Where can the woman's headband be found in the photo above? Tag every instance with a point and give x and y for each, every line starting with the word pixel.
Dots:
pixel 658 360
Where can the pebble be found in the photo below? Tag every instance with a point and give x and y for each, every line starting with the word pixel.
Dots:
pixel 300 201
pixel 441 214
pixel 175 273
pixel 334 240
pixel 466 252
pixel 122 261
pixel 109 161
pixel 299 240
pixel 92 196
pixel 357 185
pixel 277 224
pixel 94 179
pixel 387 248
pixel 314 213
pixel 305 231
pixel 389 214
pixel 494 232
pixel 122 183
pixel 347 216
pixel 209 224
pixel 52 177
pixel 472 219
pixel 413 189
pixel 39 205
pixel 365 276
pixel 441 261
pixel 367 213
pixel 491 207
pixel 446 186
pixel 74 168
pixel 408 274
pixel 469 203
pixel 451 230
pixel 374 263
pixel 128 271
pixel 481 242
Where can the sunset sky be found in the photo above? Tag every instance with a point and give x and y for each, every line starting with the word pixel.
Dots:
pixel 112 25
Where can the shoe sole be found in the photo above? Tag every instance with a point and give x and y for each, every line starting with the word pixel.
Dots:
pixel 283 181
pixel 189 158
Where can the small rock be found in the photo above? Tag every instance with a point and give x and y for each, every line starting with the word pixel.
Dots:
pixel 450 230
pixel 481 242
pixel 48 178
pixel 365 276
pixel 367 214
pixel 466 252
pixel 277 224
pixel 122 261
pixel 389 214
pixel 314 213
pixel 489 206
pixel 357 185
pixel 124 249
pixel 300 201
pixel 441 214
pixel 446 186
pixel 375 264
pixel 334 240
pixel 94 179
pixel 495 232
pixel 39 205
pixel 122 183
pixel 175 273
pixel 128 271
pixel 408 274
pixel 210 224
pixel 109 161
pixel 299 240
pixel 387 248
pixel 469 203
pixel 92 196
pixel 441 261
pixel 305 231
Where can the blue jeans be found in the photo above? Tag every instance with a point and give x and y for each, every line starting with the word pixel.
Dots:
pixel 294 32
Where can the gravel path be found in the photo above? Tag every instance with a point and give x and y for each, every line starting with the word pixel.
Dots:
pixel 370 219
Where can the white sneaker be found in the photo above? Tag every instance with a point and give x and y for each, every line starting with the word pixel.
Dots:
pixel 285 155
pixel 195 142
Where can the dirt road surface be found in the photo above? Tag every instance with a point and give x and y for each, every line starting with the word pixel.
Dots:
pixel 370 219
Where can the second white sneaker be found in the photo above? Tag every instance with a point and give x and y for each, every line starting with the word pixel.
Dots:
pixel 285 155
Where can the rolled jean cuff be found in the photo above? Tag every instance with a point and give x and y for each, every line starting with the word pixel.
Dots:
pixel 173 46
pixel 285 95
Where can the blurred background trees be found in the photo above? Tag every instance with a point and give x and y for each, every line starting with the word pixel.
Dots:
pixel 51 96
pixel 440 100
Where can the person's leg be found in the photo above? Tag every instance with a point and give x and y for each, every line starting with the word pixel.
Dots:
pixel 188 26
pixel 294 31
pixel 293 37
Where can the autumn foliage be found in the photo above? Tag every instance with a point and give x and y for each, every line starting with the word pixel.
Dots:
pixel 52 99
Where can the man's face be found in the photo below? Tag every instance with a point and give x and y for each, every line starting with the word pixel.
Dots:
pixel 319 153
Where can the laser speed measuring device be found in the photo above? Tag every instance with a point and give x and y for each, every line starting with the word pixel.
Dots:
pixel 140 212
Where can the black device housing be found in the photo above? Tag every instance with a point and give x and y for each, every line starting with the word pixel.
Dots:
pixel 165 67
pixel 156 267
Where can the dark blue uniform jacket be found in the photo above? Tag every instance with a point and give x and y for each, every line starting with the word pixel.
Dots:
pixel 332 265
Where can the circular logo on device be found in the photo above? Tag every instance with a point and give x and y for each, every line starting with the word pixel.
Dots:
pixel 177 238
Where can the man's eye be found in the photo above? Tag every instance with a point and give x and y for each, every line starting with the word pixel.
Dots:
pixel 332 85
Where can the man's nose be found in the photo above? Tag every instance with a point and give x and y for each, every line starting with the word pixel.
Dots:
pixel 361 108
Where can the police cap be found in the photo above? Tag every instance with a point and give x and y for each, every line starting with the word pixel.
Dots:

——

* [Given task] Recast all the records above as a numbered list with one line per item, leaving out any blank lines.

* [Complete output]
1. Where can the woman's headband be found in the photo above? Tag every instance with a point and give x and y for each, every line starting with the word pixel.
2. Dots:
3. pixel 658 360
4. Where can the pebble be found in the photo below? Tag every instance with a point and give x and y for each, every line starting with the word pixel.
5. Dots:
6. pixel 300 201
7. pixel 441 214
8. pixel 175 273
9. pixel 334 240
10. pixel 466 252
11. pixel 122 261
12. pixel 109 161
13. pixel 299 240
14. pixel 92 196
15. pixel 357 185
16. pixel 277 224
17. pixel 94 179
18. pixel 387 248
19. pixel 314 213
20. pixel 305 231
21. pixel 389 214
22. pixel 494 232
23. pixel 122 183
24. pixel 347 216
25. pixel 209 224
26. pixel 52 177
27. pixel 472 219
28. pixel 413 189
29. pixel 39 205
30. pixel 365 276
31. pixel 441 261
32. pixel 367 213
33. pixel 491 207
34. pixel 446 186
35. pixel 74 168
36. pixel 408 274
37. pixel 469 203
38. pixel 451 230
39. pixel 374 263
40. pixel 128 271
41. pixel 481 242
42. Where can the sunset sky be found in the photo above? Tag every instance with a point and give x and y for each, every line starting with the word pixel.
43. Dots:
44. pixel 112 25
45. Where can the shoe sole be found in the photo above? Tag every instance with a point and give x and y for each, every line starting with the word pixel.
46. Dots:
47. pixel 283 181
48. pixel 189 158
49. Where can the small rock be found in the photo above? Tag every instance with a point and give x and y for each, every line starting with the word pixel.
50. Dots:
51. pixel 450 230
52. pixel 481 242
53. pixel 48 178
54. pixel 365 276
55. pixel 367 214
56. pixel 466 252
57. pixel 277 224
58. pixel 122 261
59. pixel 389 214
60. pixel 314 213
61. pixel 489 206
62. pixel 357 185
63. pixel 124 249
64. pixel 300 201
65. pixel 441 214
66. pixel 446 186
67. pixel 375 264
68. pixel 334 240
69. pixel 94 179
70. pixel 495 232
71. pixel 39 205
72. pixel 122 183
73. pixel 175 273
74. pixel 128 271
75. pixel 408 274
76. pixel 210 224
77. pixel 109 161
78. pixel 299 240
79. pixel 387 248
80. pixel 469 203
81. pixel 92 196
82. pixel 441 261
83. pixel 305 231
84. Where can the blue jeans be found in the photo above? Tag every instance with a point and give x and y for each, every line starting with the word pixel.
85. Dots:
86. pixel 294 32
87. Where can the gravel path be found in the photo above? Tag every instance with a point and give x and y for each, every line starting with the word pixel.
88. Dots:
89. pixel 370 219
90. Where can the white sneaker be found in the photo above? Tag every instance with a point and give x and y for each, every line starting with the word pixel.
91. Dots:
92. pixel 285 155
93. pixel 195 142
94. Where can the dirt road surface be found in the photo above? Tag every instance with a point and give x and y for each, every line starting with the word pixel.
95. Dots:
96. pixel 370 219
97. Where can the second white sneaker be found in the photo above? Tag every instance with a point and give x and y for each, every line starting with the word pixel.
98. Dots:
99. pixel 285 155
100. Where can the rolled jean cuff be found in the photo above? Tag every instance with a point and give x and y for each, every line starting with the word pixel.
101. Dots:
102. pixel 173 46
103. pixel 285 95
104. Where can the blurred background trees be found in the photo above? Tag every instance with a point and give x and y for each, every line starting with the word pixel.
105. Dots:
106. pixel 51 96
107. pixel 440 100
108. Where can the person's leg be found in the photo above? Tag every instance with a point and give x and y for each, every line starting with the word pixel.
109. Dots:
110. pixel 188 26
111. pixel 294 31
112. pixel 293 37
113. Where can the autumn foliage be found in the photo above? Tag every instance with a point and give x and y for each, every line starting with the word pixel.
114. Dots:
115. pixel 52 99
116. Where can the man's face be found in the photo below? Tag every instance with a point and give x and y for each, every line starting with the word pixel.
117. Dots:
118. pixel 319 153
119. Where can the laser speed measuring device be found in the photo above? Tag every instance with a point and give x and y for each, every line starting with the word pixel.
120. Dots:
121. pixel 140 212
122. Where can the black device housing be found in the photo above? Tag every instance with a point and give x and y for each, every line starting with the word pixel.
123. Dots:
124. pixel 165 67
125. pixel 156 267
126. Where can the dark blue uniform jacket be found in the photo above? Tag every instance with a point and give x and y for each, every line starting with the word pixel.
127. Dots:
128. pixel 332 265
129. Where can the circular logo on device be found in the photo above? Tag every instance with a point and give x and y for each, every line starting with the word pixel.
130. Dots:
131. pixel 177 238
132. Where can the man's eye be found in the photo above? Tag every instance with a point and give x and y for each, every line starting with the word pixel.
133. Dots:
134. pixel 332 85
135. Where can the man's nose be found in the photo above? Tag every instance with a point and give x and y for each, every line starting with the word pixel.
136. Dots:
137. pixel 361 108
138. Where can the police cap be found in the photo above? Tag every instance with a point and give x and y for each, every line starting with the word pixel.
139. Dots:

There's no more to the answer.